◆ **Goal of the exercise**:
Return every one of the following entries unchanged, reproducing each line precisely as it stands.

--- Start Task inputs ---

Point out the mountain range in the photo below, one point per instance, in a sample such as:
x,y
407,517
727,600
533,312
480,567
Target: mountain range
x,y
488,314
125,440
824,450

--- End Task inputs ---

◆ **Solution for this problem**:
Point out the mountain range in the photo below, one point per instance, in a sample such as:
x,y
407,517
727,600
533,312
480,567
Target: mountain range
x,y
488,314
125,440
824,450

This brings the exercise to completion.